THE REQUEST: Copy out all the entries exactly.

(Outline annotation records)
:::::

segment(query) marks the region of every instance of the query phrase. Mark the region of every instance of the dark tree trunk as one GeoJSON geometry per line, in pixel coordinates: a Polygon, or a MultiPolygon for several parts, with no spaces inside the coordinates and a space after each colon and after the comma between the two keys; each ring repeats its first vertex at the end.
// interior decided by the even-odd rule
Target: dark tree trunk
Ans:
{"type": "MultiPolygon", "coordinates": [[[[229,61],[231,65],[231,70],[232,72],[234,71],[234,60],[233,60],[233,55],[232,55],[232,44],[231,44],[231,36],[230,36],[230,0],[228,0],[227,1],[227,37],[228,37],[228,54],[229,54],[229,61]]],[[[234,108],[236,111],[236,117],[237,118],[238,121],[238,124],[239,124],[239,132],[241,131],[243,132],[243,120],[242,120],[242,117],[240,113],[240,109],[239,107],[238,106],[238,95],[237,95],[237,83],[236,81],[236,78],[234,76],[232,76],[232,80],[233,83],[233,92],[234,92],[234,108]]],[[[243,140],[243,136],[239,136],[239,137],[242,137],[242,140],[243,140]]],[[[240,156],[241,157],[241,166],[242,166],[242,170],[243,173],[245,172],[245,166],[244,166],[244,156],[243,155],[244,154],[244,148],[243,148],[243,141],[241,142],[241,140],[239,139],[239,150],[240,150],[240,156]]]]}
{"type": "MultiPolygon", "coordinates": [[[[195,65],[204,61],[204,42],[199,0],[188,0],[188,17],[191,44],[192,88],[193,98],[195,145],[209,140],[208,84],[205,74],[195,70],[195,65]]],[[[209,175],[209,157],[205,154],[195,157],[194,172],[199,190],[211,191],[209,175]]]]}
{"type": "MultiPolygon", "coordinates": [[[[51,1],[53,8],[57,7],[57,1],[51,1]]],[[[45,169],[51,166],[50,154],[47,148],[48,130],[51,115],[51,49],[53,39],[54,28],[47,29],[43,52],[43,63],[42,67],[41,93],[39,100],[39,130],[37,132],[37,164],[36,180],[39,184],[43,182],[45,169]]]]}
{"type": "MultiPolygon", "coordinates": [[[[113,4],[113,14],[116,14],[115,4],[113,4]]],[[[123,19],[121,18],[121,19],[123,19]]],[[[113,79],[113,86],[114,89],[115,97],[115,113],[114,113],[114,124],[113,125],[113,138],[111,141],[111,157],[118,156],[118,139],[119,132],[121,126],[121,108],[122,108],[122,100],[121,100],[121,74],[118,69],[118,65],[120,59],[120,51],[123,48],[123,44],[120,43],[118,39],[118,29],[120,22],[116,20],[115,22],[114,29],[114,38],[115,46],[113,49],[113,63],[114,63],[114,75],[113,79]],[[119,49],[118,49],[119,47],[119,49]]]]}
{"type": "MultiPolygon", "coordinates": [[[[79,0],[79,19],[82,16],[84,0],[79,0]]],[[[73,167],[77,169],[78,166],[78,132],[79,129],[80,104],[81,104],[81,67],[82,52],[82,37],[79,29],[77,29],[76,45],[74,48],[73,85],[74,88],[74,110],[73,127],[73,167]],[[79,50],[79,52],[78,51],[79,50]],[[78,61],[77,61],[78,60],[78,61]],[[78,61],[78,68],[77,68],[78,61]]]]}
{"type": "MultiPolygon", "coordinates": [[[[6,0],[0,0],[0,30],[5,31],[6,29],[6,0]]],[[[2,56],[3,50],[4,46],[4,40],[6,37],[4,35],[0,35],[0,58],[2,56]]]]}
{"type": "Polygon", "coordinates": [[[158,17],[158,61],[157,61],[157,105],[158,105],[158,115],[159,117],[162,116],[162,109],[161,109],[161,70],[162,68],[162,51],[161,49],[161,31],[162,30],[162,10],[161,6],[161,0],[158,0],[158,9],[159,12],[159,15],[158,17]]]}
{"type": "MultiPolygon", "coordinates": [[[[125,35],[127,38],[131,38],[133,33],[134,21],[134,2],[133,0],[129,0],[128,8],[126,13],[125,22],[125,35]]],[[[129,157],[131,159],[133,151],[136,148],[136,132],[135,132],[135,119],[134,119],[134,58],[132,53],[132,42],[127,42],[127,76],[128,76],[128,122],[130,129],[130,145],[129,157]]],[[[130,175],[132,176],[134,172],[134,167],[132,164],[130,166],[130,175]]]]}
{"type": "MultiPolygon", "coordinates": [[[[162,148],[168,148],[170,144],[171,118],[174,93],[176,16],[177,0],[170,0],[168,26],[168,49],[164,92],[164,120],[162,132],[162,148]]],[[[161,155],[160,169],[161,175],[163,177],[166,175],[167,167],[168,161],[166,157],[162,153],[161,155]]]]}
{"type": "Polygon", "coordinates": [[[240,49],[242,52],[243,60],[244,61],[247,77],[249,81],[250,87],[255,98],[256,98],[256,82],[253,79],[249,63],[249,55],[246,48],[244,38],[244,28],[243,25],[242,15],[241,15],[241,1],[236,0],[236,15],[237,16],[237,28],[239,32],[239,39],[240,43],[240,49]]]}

:::::

SOLUTION TO THE PROBLEM:
segment(query) marks the region of every instance of the query phrase. Mark the region of every instance of the dark tree trunk as one GeoJSON geometry per line, in pixel coordinates: a Polygon, or a MultiPolygon for several parts, with no spaces inside the coordinates and a space after each colon and after the comma between the two keys; each ring repeats its first vertex at the end.
// interior decided by the even-odd rule
Target: dark tree trunk
Ans:
{"type": "MultiPolygon", "coordinates": [[[[229,61],[231,65],[231,70],[232,72],[234,71],[234,60],[233,60],[233,55],[232,55],[232,44],[231,44],[231,36],[230,36],[230,0],[228,0],[227,1],[227,37],[228,37],[228,54],[229,54],[229,61]]],[[[234,108],[236,111],[236,117],[237,118],[238,121],[238,124],[239,124],[239,132],[241,131],[243,132],[243,120],[242,120],[242,117],[240,113],[240,109],[239,107],[238,106],[238,95],[237,95],[237,83],[236,81],[236,78],[234,76],[232,76],[232,80],[233,83],[233,92],[234,92],[234,108]]],[[[243,140],[243,136],[239,136],[239,137],[242,137],[242,140],[243,140]]],[[[240,156],[241,157],[241,166],[242,166],[242,170],[243,173],[245,172],[245,166],[244,166],[244,156],[243,155],[244,154],[244,148],[243,148],[243,141],[241,142],[241,140],[239,139],[239,150],[240,150],[240,156]]]]}
{"type": "MultiPolygon", "coordinates": [[[[195,65],[204,61],[204,42],[199,0],[188,0],[188,17],[191,44],[192,88],[193,98],[195,145],[209,140],[208,84],[205,74],[195,70],[195,65]]],[[[209,175],[209,157],[205,154],[195,157],[194,172],[199,190],[211,191],[209,175]]]]}
{"type": "MultiPolygon", "coordinates": [[[[51,1],[53,8],[57,7],[57,1],[51,1]]],[[[45,169],[51,166],[50,154],[47,148],[48,130],[51,115],[51,49],[53,39],[54,28],[47,29],[43,52],[43,63],[42,67],[41,93],[39,100],[39,130],[37,132],[37,164],[36,180],[39,184],[43,182],[45,169]]]]}
{"type": "MultiPolygon", "coordinates": [[[[113,4],[113,14],[116,14],[115,4],[113,4]]],[[[123,19],[121,18],[121,19],[123,19]]],[[[113,79],[113,86],[114,89],[115,97],[115,113],[114,113],[114,124],[113,125],[113,138],[111,141],[111,157],[118,156],[118,139],[119,132],[121,126],[121,108],[122,108],[122,100],[121,100],[121,74],[118,69],[118,65],[120,59],[120,51],[123,48],[123,44],[120,43],[118,39],[118,29],[120,22],[116,20],[115,22],[114,29],[114,38],[115,46],[113,49],[113,63],[114,63],[114,75],[113,79]],[[119,49],[118,49],[119,47],[119,49]]]]}
{"type": "MultiPolygon", "coordinates": [[[[79,0],[79,19],[82,16],[84,0],[79,0]]],[[[73,167],[77,169],[78,166],[78,132],[79,129],[80,104],[81,104],[81,67],[82,52],[82,37],[79,29],[77,29],[76,45],[74,48],[73,85],[74,88],[74,110],[73,127],[73,167]],[[79,50],[79,52],[78,51],[79,50]],[[78,61],[77,61],[78,60],[78,61]],[[78,61],[78,68],[77,68],[78,61]]]]}
{"type": "MultiPolygon", "coordinates": [[[[6,0],[0,0],[0,30],[5,31],[6,29],[6,0]]],[[[2,56],[3,50],[4,46],[4,40],[6,37],[4,35],[0,35],[0,58],[2,56]]]]}
{"type": "Polygon", "coordinates": [[[158,17],[158,61],[157,61],[157,105],[158,105],[158,115],[159,117],[162,116],[162,109],[161,109],[161,70],[162,68],[162,51],[161,49],[161,31],[162,30],[162,10],[161,6],[161,0],[158,0],[158,9],[159,12],[159,15],[158,17]]]}
{"type": "MultiPolygon", "coordinates": [[[[125,35],[127,38],[131,38],[133,33],[134,21],[134,2],[133,0],[129,0],[128,8],[126,13],[125,22],[125,35]]],[[[129,157],[131,159],[133,151],[136,148],[136,132],[135,132],[135,119],[134,119],[134,58],[132,53],[132,42],[127,42],[127,76],[128,76],[128,122],[130,129],[130,145],[129,157]]],[[[130,175],[132,176],[134,172],[134,167],[132,164],[130,166],[130,175]]]]}
{"type": "MultiPolygon", "coordinates": [[[[162,148],[168,148],[170,144],[171,118],[174,93],[176,16],[177,0],[170,0],[168,26],[168,49],[164,92],[164,120],[162,132],[162,148]]],[[[161,155],[160,169],[161,175],[163,177],[166,175],[167,167],[168,161],[166,157],[162,153],[161,155]]]]}
{"type": "Polygon", "coordinates": [[[240,49],[242,52],[243,60],[244,61],[247,77],[249,81],[250,87],[255,98],[256,98],[256,82],[253,79],[249,63],[249,55],[246,48],[244,38],[244,28],[243,25],[242,15],[241,15],[241,1],[236,0],[236,15],[237,16],[237,28],[239,32],[239,39],[240,43],[240,49]]]}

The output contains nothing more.